• [What needs to be done]
According to the profile of Amanda Lukens below, who mentored her postdoctoral training in malaria drug discovery?
Start of Source extract
Amanda Lukens, Ph.D.
Senior Research Scientist
Amanda Lukens is a senior research scientist in the Infectious Disease and Microbiome Platform Malaria group at the Broad Institute of MIT and Harvard, where she works under the guidance of Dyann Wirth. Since joining the Broad in 2011, she has been fully involved in malaria drug-discovery research, leading an effort in discovering the biological mechanisms of antimalarial compounds and understanding pathways to resistance to these molecules. This research stems from an interdisciplinary, highly-collaborative drug discovery program that has identified a broad range of probes of Plasmodium biology and continues to explore the molecular markers of drug tolerance and resistance and their implications for malaria surveillance and elimination efforts.
Lukens is an officer on the American Committee of Molecular, Cellular and Immunoparasitology executive council, a subgroup of the American Society of Tropical Medicine and Hygiene. She was invited to contribute to the Malaria Eradication Scientific Alliance malERA Refresh Agenda as a member of the “Basic science and enabling technologies” panel and as a lecturer for Harvard University’s Science of Eradication Leadership Development course.
Lukens completed her postdoctoral training in malaria drug discovery at the Broad institute under the mentorship of Roger Wiegand. She holds a Ph.D. in microbiology and molecular genetics from Harvard University, where she completed her dissertation work on malaria population genetics and antigenic variation in Dyann Wirth's laboratory. Lukens earned a B.A. in biochemistry from the University of Pennsylvania.
End of Source extract
Start of Information supplied
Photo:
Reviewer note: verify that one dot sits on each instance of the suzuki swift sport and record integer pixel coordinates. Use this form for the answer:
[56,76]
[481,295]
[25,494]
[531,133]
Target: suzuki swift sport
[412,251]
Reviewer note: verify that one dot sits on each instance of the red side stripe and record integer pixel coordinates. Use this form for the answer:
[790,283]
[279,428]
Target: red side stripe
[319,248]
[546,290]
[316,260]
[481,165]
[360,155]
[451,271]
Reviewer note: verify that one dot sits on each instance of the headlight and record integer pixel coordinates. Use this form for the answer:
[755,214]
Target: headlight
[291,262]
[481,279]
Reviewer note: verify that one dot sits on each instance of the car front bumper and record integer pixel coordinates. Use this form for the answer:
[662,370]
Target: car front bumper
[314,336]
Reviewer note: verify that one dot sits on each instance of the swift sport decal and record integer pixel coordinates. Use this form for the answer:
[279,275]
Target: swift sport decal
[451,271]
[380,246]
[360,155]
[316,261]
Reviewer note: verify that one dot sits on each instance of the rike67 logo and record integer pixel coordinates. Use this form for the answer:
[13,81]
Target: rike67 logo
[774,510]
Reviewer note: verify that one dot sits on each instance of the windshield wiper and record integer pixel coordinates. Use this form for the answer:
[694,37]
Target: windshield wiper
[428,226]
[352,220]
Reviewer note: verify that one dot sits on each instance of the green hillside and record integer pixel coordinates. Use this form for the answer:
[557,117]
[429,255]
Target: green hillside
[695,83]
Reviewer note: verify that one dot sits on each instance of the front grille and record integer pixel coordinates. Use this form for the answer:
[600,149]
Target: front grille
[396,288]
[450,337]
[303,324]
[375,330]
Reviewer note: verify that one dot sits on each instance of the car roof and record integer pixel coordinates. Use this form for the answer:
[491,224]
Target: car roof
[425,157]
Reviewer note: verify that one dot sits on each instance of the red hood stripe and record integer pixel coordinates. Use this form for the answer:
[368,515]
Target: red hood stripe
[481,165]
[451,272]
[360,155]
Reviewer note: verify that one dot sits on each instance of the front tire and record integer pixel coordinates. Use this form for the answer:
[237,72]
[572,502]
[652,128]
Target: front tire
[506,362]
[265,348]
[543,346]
End of Information supplied
• [Exercise output]
Roger Wiegand